__WORK INSTRUCTION__: Beginning at the first line of the data, print each line exactly, stopping after the line that contains "Localize orange azalea".

Dataset excerpts:
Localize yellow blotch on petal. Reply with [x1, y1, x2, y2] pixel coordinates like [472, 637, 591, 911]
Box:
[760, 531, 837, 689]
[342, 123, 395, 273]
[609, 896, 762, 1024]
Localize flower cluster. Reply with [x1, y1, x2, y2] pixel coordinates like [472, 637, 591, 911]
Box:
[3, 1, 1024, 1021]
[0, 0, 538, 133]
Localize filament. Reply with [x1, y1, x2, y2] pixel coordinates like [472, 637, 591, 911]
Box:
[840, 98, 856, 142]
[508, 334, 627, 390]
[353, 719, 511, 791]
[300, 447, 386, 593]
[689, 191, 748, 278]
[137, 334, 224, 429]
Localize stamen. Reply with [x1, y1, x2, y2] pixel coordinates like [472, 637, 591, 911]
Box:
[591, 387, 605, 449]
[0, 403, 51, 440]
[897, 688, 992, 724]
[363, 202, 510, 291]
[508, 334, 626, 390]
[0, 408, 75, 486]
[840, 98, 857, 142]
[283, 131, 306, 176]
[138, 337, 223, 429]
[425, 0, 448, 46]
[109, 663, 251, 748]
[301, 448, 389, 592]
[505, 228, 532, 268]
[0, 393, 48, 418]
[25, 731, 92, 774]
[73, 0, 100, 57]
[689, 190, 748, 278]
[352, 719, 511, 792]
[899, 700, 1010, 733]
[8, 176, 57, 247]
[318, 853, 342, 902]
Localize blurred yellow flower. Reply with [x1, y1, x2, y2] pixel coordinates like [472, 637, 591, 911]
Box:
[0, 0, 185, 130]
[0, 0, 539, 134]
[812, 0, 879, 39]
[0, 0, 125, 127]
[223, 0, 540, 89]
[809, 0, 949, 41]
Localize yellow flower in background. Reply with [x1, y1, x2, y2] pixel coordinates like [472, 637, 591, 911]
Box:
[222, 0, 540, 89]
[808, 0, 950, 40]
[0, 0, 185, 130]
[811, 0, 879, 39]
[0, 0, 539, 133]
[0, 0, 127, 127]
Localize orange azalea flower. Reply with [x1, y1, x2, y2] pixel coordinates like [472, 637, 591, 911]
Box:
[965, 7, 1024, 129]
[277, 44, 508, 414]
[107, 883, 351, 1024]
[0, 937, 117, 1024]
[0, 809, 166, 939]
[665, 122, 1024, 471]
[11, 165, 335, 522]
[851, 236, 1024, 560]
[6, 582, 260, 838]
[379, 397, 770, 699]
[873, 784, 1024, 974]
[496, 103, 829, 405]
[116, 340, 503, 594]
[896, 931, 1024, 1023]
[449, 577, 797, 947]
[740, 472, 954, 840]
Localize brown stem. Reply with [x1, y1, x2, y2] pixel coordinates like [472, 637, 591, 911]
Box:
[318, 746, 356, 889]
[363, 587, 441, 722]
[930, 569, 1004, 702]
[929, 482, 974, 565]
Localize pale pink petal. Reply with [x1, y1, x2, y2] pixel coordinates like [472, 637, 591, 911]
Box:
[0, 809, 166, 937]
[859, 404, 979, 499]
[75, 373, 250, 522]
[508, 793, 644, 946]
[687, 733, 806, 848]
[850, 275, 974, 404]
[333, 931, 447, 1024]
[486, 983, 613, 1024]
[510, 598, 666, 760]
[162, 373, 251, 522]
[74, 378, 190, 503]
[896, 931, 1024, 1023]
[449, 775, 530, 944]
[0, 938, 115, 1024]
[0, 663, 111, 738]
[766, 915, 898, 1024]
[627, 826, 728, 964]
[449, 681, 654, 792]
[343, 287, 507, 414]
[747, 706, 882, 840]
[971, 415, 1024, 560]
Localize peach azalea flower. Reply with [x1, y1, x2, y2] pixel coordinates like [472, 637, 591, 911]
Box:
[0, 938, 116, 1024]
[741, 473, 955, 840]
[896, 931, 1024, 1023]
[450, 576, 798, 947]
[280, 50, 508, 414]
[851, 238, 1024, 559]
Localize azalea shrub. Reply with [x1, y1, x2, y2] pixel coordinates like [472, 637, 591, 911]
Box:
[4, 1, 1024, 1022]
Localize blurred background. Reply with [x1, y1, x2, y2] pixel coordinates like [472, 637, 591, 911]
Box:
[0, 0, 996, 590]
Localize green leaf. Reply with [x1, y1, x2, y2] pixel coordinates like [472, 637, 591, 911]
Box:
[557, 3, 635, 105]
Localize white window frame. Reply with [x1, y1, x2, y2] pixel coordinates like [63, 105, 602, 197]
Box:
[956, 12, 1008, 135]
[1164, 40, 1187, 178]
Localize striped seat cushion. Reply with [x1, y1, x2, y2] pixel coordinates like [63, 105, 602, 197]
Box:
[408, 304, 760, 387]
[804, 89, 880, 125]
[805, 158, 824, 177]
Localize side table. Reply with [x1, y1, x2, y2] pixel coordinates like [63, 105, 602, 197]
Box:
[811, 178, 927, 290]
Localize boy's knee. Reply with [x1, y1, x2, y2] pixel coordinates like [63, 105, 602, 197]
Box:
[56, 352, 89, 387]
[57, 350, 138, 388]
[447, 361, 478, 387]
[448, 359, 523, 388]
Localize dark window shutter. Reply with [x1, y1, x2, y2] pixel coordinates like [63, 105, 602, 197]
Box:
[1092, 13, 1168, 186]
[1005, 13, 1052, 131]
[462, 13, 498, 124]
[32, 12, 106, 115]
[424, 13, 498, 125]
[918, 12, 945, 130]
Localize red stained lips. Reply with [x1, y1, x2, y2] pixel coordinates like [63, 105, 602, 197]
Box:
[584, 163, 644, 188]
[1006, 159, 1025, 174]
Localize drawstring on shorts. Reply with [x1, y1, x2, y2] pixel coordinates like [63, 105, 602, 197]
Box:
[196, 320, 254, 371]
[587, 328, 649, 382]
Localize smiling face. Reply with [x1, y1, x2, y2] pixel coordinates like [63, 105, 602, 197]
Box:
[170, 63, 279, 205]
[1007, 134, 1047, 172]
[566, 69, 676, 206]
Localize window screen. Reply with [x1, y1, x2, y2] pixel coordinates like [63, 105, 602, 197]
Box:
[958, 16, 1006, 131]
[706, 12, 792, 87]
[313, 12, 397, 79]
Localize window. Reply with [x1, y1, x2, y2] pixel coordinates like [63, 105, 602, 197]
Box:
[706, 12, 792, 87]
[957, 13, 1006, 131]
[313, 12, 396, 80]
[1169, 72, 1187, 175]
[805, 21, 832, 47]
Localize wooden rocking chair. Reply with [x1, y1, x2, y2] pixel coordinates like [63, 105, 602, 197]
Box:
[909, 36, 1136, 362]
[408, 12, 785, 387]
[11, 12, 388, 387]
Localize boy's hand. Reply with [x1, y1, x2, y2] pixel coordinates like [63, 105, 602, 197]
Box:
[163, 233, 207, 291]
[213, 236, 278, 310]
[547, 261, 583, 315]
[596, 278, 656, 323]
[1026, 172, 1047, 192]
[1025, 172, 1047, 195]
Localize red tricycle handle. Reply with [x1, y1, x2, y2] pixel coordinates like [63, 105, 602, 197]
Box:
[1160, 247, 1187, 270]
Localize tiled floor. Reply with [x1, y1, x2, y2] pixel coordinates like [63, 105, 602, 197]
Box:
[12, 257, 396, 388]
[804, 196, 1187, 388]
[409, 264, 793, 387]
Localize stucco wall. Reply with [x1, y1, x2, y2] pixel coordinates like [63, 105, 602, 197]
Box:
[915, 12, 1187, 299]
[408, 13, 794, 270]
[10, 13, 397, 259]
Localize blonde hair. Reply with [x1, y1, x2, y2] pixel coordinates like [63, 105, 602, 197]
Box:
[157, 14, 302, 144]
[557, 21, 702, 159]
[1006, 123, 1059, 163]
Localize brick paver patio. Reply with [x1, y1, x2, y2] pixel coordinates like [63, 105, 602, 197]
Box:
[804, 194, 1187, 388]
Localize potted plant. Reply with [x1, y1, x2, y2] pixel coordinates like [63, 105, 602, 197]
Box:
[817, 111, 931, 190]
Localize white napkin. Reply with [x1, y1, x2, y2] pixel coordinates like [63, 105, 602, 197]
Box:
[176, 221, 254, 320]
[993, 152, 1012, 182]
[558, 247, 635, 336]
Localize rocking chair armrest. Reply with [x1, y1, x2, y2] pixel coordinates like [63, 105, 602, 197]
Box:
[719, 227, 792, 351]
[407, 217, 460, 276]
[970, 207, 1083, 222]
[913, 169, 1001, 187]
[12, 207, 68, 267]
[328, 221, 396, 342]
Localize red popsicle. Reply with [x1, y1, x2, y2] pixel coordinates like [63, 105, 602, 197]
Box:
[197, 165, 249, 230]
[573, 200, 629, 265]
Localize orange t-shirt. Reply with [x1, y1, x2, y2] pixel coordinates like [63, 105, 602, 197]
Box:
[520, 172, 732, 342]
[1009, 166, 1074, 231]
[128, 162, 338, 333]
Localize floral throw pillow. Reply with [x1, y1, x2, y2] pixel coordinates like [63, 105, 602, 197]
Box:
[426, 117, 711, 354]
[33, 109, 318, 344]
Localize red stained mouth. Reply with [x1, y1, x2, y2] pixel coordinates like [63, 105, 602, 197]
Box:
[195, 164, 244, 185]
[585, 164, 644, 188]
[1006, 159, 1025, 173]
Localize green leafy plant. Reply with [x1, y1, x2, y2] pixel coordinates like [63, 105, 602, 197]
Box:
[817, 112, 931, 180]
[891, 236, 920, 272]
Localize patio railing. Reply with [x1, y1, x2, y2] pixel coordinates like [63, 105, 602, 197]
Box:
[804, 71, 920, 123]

__EXERCISE RESULT__:
Localize yellow blotch on petal. Reply with [x1, y1, x2, y2] pixel coordinates like [472, 637, 591, 911]
Box:
[760, 531, 837, 689]
[342, 123, 395, 273]
[609, 896, 762, 1024]
Localize flower cluster. Reply with [x1, y1, x2, y2] pixel coordinates like [472, 637, 591, 911]
Box:
[3, 1, 1024, 1021]
[0, 0, 538, 133]
Localize filament. Reply with [x1, y1, x2, y2] pixel coordinates like [472, 637, 591, 911]
Box:
[840, 98, 856, 142]
[508, 334, 627, 390]
[353, 719, 511, 791]
[300, 447, 386, 593]
[689, 191, 748, 278]
[137, 334, 224, 429]
Localize stamen. Reply with [x1, y1, x2, y2] pixel coordinates like [472, 637, 591, 911]
Box:
[591, 387, 605, 449]
[0, 403, 51, 440]
[897, 688, 992, 724]
[363, 202, 510, 291]
[508, 334, 626, 390]
[0, 408, 75, 486]
[840, 98, 857, 142]
[283, 131, 306, 176]
[138, 337, 223, 429]
[425, 0, 448, 46]
[109, 663, 251, 748]
[301, 448, 389, 592]
[505, 228, 532, 268]
[0, 393, 48, 418]
[25, 731, 92, 774]
[73, 0, 100, 57]
[689, 190, 748, 278]
[352, 719, 511, 792]
[899, 700, 1010, 733]
[8, 176, 57, 247]
[318, 853, 342, 902]
Localize blurred yellow flower. Reply with [x1, y1, x2, y2] pixel coordinates like [472, 637, 591, 911]
Box:
[0, 0, 185, 130]
[0, 0, 539, 134]
[812, 0, 879, 39]
[0, 0, 125, 127]
[223, 0, 540, 89]
[809, 0, 949, 41]
Localize yellow flower in background. Reply with [x1, y1, x2, y2] pixel coordinates like [472, 637, 591, 911]
Box:
[222, 0, 540, 89]
[808, 0, 950, 40]
[0, 0, 185, 130]
[811, 0, 879, 39]
[0, 0, 539, 133]
[0, 0, 127, 127]
Localize orange azalea flower. Reply with [x1, y1, x2, y2] pixel coordinates like [472, 637, 591, 911]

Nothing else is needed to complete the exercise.